**DOEL A**
Citeer letterlijk het deel van de tekst over horecacategorieën dat opent met de woorden waarin "Horeca 5 (zware" staat en sluit met "discotheken en nachtclubs.".

**PAGINATEKST**
********************
Horeca 1 (winkelgebonden daghoreca):

vormen van horeca-activiteiten die qua exploitatievorm en openingstijden aansluiten bij winkelvoorzieningen en waarbij de activiteiten primair gericht zijn op het bedrijfsmatig verstrekken van etenswaren en/of licht-alcoholische en niet-alcoholische dranken voor nuttiging al dan niet ter plaatse en waarvan de exploitatie doorgaans geen of slechts in lichte mate een aantasting van het woon- en leefklimaat kan veroorzaken, zoals broodjeszaken, ijssalons, eethuisjes en lunchrooms;

Horeca 2 (maaltijd- en logiesverstrekkers):

vormen van horeca-activiteiten die primair zijn gericht op het bedrijfsmatig verstrekken van maaltijden en/of dranken voor consumptie ter plaatse en/of het bedrijfsmatig verstrekken van logies en waarvan de exploitatie doorgaans geen aantasting van het woon- en leefklimaat veroorzaakt, zoals restaurants, bistro's, grand cafés, hotels en pensions;

Horeca 3 (spijsverstrekkers):

vormen van horeca-activiteiten die primair gericht zijn op het bedrijfsmatig verstrekken van etenswaren voor nuttiging al dan niet ter plaatse alsmede daaraan ondergeschikt het verstrekken van licht-alcoholische en niet-alcoholische dranken en waarvan de exploitatie doorgaans in enige mate een aantasting van het woon- en leefklimaat kan veroorzaken, zoals cafetaria's, automatieken en afhaalhoreca;

Horeca 4 (drankverstrekkers):

vormen van horeca-activiteiten die primair zijn gericht op het bedrijfsmatig verstrekken voor gebruik ter plaatse van alcoholische en niet alcoholische dranken en waarvan de exploitatie doorgaans een lichte aantasting van het woon- en leefklimaat kan veroorzaken, zoals cafés en bars;

Horeca 5 (zware horeca):

vormen van horeca-activiteiten die primair zijn gericht op het bedrijfsmatig gelegenheid bieden van dansen op elektrisch versterkte muziek alsmede op het ter plaatse nuttigen van alcoholische en niet-alcoholische dranken en etenswaren, en waarvan de exploitatie een aantasting van het woon- en leefklimaat kan veroorzaken en een grote druk op de openbare orde met zich meebrengt, zoals discotheken en nachtclubs.
********************
**OPGESLAGEN RIJEN**

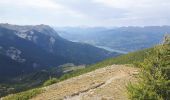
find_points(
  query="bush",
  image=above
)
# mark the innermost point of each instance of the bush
(50, 81)
(24, 95)
(153, 81)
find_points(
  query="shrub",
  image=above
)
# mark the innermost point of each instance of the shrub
(24, 95)
(153, 81)
(50, 81)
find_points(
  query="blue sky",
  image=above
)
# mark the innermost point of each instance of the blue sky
(107, 13)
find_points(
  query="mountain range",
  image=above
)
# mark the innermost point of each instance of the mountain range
(119, 39)
(25, 49)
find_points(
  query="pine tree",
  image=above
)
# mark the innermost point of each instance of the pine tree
(153, 81)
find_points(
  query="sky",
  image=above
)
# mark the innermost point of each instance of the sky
(92, 13)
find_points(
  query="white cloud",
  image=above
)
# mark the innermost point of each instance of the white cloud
(32, 3)
(85, 12)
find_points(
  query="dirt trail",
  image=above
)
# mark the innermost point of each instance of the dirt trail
(102, 84)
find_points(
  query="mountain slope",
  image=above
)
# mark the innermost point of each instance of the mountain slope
(124, 39)
(104, 83)
(32, 48)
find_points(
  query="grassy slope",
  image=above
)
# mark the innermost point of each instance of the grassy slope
(130, 58)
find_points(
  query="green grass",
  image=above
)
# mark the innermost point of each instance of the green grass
(50, 81)
(24, 95)
(130, 58)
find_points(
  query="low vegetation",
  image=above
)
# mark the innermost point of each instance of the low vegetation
(154, 79)
(50, 81)
(24, 95)
(131, 58)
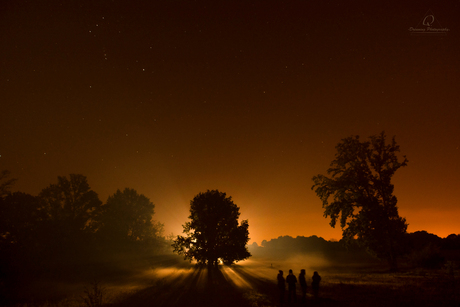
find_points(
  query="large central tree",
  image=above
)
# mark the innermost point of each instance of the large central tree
(213, 232)
(359, 190)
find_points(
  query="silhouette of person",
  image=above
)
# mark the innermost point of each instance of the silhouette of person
(303, 285)
(291, 280)
(315, 283)
(281, 286)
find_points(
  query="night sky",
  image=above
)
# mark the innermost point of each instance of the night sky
(173, 98)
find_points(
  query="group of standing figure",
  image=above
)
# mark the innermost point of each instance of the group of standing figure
(291, 280)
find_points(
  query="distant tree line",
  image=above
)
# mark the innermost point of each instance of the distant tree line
(422, 249)
(67, 225)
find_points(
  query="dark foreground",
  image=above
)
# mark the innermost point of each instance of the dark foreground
(252, 283)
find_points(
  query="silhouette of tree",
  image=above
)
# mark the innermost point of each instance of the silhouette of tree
(128, 216)
(5, 183)
(213, 232)
(71, 202)
(69, 207)
(359, 189)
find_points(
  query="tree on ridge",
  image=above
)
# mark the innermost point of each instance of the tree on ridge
(359, 190)
(213, 232)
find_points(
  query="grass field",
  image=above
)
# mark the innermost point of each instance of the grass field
(172, 282)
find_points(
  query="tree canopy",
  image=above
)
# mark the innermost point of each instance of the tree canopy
(127, 216)
(360, 192)
(213, 232)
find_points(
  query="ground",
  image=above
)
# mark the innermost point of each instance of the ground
(171, 282)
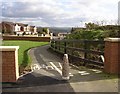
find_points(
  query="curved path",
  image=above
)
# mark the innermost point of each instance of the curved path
(43, 79)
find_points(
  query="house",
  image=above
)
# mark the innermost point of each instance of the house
(7, 27)
(21, 28)
(18, 28)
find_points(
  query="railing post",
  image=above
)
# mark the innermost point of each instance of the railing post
(85, 47)
(65, 68)
(112, 55)
(65, 47)
(59, 45)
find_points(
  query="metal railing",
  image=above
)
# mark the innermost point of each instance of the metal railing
(87, 51)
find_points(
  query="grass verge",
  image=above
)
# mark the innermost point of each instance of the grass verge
(23, 57)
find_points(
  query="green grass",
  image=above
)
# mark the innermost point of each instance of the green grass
(23, 57)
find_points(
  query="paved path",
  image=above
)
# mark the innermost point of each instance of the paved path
(49, 80)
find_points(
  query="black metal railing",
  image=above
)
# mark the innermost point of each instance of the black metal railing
(87, 51)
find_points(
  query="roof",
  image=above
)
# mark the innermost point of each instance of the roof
(20, 24)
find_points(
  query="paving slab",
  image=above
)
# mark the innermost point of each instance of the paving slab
(43, 79)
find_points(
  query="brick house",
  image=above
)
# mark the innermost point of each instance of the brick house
(18, 28)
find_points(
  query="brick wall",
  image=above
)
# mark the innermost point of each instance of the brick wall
(41, 39)
(10, 70)
(112, 55)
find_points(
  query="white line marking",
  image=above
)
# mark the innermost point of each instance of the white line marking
(85, 73)
(81, 72)
(56, 68)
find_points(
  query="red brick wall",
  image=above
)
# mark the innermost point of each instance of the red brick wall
(112, 57)
(41, 39)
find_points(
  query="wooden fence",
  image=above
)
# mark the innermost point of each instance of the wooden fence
(86, 51)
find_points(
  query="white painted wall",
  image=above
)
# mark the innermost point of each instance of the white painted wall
(28, 28)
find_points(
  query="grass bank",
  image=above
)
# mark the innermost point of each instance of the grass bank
(23, 57)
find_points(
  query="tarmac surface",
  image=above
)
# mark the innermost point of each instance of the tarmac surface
(44, 78)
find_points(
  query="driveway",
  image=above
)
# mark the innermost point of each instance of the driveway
(44, 78)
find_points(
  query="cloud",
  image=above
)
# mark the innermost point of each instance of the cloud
(59, 12)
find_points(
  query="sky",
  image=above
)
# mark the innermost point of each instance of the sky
(59, 13)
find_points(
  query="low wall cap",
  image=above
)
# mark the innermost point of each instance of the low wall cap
(112, 39)
(9, 48)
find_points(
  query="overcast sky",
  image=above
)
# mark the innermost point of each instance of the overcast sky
(60, 13)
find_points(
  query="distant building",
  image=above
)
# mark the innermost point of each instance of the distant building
(119, 12)
(18, 28)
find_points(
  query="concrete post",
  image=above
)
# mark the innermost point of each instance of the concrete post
(112, 55)
(10, 68)
(65, 68)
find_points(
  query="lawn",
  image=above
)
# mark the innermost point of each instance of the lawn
(23, 57)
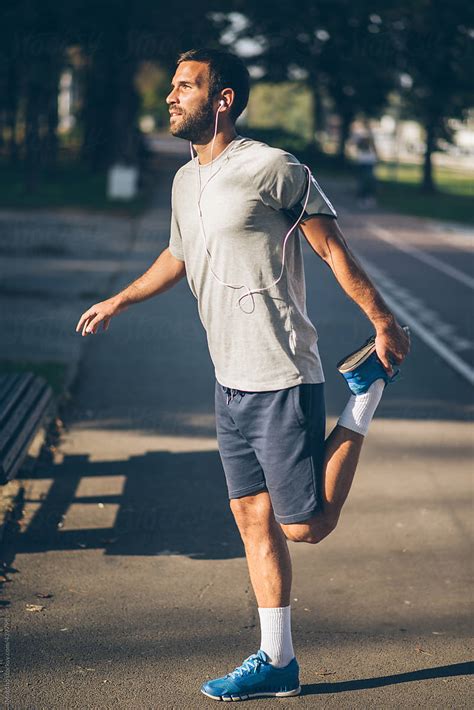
********************
**DOEL B**
Licht uit de rijen elke regel die de tekenreeks "vegetation" bevat. Let op: het verschil tussen hoofdletters en kleine letters telt.

**VOLLEDIG ANTWOORD A**
Horeca 5 (zware horeca):

vormen van horeca-activiteiten die primair zijn gericht op het bedrijfsmatig gelegenheid bieden van dansen op elektrisch versterkte muziek alsmede op het ter plaatse nuttigen van alcoholische en niet-alcoholische dranken en etenswaren, en waarvan de exploitatie een aantasting van het woon- en leefklimaat kan veroorzaken en een grote druk op de openbare orde met zich meebrengt, zoals discotheken en nachtclubs.

**VOLLEDIG ANTWOORD B**
  query="low vegetation",
# mark the innermost point of each instance of the low vegetation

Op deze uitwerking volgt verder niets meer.